Please retype the passage on Pandeli Sotiri between "Sotiri was born" and "12 October 1879.", inclusive.

**Passage to read**
Segment Open

Pandeli Sotiri (1842–1892) was a teacher who acted as director of the first Albanian school of modern times in Korçë. Sotiri was one of the most important Rilindas figures that contributed in the propagation of the Albanian language. He also worked on one of the versions of the Albanian alphabet. The Congress of Monastir based Albanian's alphabet mostly on Sotiri's precedent work.

==Biography==

Sotiri was born in 1843 in the village of Selckë in the Lunxhëri region, Janina Vilayet of Ottoman Empire (now Pogon municipality, Gjirokastër District, Albania) . Along with Petro Nini Luarasi he was an alumnus at the Greek teacher seminary in Qestorati, Gjirokastër, where Koto Hoxhi secretly taught in Albanian and inculcated Albanian nationalistic ideals to his students.

Sotiri was part of the Central Committee for Defending Albanian Rights created in Istanbul in 1877, and its branch Society for the Publication of Albanian Writings (Shoqëri e të shtypurit shkronjavet shqip), Istanbul, 12 October 1879.

In 1884 he took over the publishing of the first magazine entirely written in Albanian, the magazine Drita, which had first been published by Petro Poga. However Sotiri had to issue a new permit and to change the name of the magazine into Dituria (meaning "knowledge" in English).

In early 1887 Sotiri was issued the permit to open the first Albanian school of modern times in Korçë. On March 7, 1887 the school (Mësonjëtorja) opened in the building offered by the Terpo brothers, an Albanian patriotic family.

He had married a Greek woman, the niece of an archbishop of the Greek Orthodox Church and had to leave the city for Greece that same year. As a result, the Mësonjëtorja was left in the hands of Thanas Sina and Petro Nini Luarasi.

Sotiri died in 1892 allegedly killed by Greek Orthodox fanatics who threw him from the third floor of his apartment in Thessaloniki, Greece, with his wife and father-in-law being the organizers.

Segment Closed

**Dataset extract**

Segment Open

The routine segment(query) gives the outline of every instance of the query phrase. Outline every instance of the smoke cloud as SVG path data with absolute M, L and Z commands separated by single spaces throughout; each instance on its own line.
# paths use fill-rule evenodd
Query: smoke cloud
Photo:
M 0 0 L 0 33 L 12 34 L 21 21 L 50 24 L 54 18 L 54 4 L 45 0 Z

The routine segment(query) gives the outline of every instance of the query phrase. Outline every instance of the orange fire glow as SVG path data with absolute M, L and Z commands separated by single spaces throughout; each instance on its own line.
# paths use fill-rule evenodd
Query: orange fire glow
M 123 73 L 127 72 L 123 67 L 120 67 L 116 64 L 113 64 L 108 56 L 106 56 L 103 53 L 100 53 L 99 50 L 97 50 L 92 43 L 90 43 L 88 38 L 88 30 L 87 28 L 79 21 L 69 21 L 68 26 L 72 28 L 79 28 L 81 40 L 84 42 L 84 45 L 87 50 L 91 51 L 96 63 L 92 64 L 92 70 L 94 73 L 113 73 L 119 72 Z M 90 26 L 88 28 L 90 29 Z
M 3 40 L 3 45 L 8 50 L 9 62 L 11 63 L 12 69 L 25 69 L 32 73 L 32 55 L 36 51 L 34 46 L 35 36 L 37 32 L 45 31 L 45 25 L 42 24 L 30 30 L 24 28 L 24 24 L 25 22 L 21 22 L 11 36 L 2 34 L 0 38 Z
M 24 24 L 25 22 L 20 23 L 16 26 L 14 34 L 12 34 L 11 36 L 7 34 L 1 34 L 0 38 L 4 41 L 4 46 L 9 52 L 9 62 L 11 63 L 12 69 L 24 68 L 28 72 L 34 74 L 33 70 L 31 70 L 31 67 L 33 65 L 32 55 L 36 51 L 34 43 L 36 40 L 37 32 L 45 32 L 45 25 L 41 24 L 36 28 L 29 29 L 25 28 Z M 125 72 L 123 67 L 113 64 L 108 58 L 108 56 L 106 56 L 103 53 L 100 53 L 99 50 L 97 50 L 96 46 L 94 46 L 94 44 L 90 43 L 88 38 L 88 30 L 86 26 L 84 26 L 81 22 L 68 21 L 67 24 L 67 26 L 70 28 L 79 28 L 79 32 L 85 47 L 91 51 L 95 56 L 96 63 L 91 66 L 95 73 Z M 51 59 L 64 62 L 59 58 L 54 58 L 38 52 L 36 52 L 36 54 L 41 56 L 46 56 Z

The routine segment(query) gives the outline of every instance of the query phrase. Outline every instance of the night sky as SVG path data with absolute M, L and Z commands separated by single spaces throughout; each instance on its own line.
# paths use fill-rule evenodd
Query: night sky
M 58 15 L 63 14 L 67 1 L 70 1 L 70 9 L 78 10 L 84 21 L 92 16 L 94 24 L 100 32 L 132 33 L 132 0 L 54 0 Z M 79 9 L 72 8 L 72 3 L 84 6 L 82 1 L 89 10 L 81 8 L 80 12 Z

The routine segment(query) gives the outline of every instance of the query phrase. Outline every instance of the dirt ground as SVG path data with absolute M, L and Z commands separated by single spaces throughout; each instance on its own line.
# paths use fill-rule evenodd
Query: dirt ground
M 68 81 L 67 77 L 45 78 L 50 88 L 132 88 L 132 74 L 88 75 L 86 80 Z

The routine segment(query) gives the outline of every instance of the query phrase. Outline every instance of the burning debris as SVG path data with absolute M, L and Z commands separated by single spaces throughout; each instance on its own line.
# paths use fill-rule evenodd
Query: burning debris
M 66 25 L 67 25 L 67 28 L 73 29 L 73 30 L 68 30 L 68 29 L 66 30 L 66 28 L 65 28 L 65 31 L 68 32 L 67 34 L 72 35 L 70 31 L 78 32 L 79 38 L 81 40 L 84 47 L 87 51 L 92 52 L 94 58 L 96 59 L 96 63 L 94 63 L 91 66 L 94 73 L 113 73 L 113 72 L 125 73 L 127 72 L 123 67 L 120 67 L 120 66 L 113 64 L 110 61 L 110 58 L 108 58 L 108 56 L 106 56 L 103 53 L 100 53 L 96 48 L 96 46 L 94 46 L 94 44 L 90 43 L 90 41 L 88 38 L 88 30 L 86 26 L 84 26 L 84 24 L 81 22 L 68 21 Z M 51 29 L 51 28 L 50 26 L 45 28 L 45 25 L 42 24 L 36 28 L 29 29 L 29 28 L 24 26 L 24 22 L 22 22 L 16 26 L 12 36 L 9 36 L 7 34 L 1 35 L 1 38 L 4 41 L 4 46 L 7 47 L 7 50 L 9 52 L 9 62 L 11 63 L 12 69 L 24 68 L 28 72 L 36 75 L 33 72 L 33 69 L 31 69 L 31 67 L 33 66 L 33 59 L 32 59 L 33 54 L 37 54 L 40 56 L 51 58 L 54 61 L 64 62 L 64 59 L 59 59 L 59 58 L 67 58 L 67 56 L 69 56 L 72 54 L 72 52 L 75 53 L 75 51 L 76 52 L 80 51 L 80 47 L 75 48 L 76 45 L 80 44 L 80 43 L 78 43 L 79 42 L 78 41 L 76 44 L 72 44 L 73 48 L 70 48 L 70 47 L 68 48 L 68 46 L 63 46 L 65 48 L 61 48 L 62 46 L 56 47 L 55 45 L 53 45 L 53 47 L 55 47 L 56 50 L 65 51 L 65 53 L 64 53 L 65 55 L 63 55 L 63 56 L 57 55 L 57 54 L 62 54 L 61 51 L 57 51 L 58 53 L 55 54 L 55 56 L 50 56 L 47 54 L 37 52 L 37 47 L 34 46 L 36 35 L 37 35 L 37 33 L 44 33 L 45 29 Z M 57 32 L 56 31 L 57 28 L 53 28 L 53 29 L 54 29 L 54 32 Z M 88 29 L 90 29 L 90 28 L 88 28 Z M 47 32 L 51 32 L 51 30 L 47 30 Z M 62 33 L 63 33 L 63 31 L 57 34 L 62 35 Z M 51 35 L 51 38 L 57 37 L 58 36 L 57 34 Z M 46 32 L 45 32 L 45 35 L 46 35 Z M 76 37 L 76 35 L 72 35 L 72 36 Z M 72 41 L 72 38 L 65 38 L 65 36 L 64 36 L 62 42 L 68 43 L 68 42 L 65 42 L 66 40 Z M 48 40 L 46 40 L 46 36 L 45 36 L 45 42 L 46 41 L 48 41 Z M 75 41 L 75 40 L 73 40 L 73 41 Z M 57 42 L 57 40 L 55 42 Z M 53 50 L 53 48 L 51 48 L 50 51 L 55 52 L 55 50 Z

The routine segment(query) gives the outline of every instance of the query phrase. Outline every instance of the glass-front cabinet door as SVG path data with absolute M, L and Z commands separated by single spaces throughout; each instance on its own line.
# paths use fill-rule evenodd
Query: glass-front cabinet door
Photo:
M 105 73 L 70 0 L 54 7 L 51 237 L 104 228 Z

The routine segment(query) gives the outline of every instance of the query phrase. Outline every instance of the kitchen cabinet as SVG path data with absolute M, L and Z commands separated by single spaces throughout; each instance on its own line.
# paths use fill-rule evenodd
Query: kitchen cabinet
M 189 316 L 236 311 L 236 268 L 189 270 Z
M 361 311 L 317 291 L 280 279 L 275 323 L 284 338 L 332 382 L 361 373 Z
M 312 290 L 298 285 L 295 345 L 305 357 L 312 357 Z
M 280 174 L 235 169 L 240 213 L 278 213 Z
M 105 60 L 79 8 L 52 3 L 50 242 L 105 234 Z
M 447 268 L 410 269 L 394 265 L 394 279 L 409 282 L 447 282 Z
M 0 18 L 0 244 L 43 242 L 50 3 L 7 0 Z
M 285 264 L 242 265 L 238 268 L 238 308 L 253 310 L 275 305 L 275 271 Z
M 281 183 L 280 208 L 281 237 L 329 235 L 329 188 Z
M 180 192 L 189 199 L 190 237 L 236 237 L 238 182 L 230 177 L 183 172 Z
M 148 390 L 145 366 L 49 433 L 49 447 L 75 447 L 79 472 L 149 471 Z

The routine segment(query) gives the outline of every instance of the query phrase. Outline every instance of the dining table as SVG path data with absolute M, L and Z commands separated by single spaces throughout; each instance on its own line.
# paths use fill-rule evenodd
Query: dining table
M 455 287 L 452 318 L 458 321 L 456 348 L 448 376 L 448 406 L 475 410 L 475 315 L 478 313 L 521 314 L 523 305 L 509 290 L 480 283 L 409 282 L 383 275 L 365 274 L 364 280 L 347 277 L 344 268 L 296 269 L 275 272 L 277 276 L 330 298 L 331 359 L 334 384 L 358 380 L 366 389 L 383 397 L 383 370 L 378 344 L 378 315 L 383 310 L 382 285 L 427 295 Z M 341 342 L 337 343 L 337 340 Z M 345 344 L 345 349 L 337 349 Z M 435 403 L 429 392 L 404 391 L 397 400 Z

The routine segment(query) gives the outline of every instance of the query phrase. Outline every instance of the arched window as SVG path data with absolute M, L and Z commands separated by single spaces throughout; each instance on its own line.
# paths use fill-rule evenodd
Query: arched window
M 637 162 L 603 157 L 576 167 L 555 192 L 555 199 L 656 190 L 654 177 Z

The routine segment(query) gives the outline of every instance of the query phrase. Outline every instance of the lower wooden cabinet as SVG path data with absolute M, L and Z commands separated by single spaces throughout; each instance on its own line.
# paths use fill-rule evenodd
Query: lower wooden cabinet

Segment Closed

**Your response**
Sotiri was born in 1843 in the village of Selckë in the Lunxhëri region, Janina Vilayet of Ottoman Empire (now Pogon municipality, Gjirokastër District, Albania) . Along with Petro Nini Luarasi he was an alumnus at the Greek teacher seminary in Qestorati, Gjirokastër, where Koto Hoxhi secretly taught in Albanian and inculcated Albanian nationalistic ideals to his students.

Sotiri was part of the Central Committee for Defending Albanian Rights created in Istanbul in 1877, and its branch Society for the Publication of Albanian Writings (Shoqëri e të shtypurit shkronjavet shqip), Istanbul, 12 October 1879.